§ Task data:
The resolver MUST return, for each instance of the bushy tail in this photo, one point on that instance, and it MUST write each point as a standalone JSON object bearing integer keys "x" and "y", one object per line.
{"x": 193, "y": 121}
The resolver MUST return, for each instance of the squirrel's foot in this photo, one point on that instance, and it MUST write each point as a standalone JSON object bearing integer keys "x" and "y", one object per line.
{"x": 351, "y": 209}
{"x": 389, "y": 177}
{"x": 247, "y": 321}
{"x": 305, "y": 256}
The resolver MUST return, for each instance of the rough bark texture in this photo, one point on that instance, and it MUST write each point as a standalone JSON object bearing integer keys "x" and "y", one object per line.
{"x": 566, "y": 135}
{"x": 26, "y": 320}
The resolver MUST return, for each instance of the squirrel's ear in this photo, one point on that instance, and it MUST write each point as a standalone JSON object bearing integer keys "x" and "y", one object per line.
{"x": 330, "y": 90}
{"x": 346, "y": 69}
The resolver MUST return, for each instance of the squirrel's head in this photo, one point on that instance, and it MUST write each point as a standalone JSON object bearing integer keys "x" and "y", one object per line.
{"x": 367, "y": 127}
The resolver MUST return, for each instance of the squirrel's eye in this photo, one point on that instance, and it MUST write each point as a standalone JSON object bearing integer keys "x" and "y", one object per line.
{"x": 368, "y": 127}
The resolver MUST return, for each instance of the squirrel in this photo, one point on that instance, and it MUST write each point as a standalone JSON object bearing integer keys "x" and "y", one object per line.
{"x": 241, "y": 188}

§ Exercise goal: Set out every one of the records above as a numbered list, omitting any blank lines.

§ Answer to the problem:
1. The resolver MUST return, for each instance of the bushy tail in this photo, one point on that instance, and it MUST write each point as a standalone JSON object bearing integer keys "x" and "y", one object per line.
2. {"x": 193, "y": 121}
3. The resolver MUST return, for each instance of the squirrel's foot in this photo, one point on that instance, and it MUST write each point as a standalone JSON object bearing integer keys "x" and "y", one object per line.
4. {"x": 351, "y": 209}
5. {"x": 389, "y": 177}
6. {"x": 247, "y": 321}
7. {"x": 305, "y": 256}
8. The resolver MUST return, for each instance of the rough bark texture in this photo, one point on that instance, and it MUST write each point as a standalone JSON object bearing integer keys "x" and "y", one object per line.
9. {"x": 566, "y": 135}
10. {"x": 26, "y": 320}
11. The resolver MUST return, for each instance of the squirrel's ear in this photo, one point on that instance, and it MUST write each point as a standalone JSON object bearing integer keys "x" and "y", one object per line.
12. {"x": 330, "y": 90}
13. {"x": 346, "y": 69}
14. The resolver MUST return, for each instance of the squirrel's head in this photo, one point on that instance, and it MUST write each point as a standalone JSON object bearing integer keys "x" and "y", one object per line.
15. {"x": 367, "y": 127}
16. The resolver MUST return, for each instance of the squirrel's eye in this photo, one point on that instance, and it MUST write each point as a standalone JSON object bearing integer keys "x" and "y", one object per line.
17. {"x": 368, "y": 127}
18. The resolver MUST return, for each instance of the squirrel in this photo, one point on that instance, and it MUST write each point as a standalone JSON object bearing integer keys "x" and "y", one object per line.
19. {"x": 241, "y": 188}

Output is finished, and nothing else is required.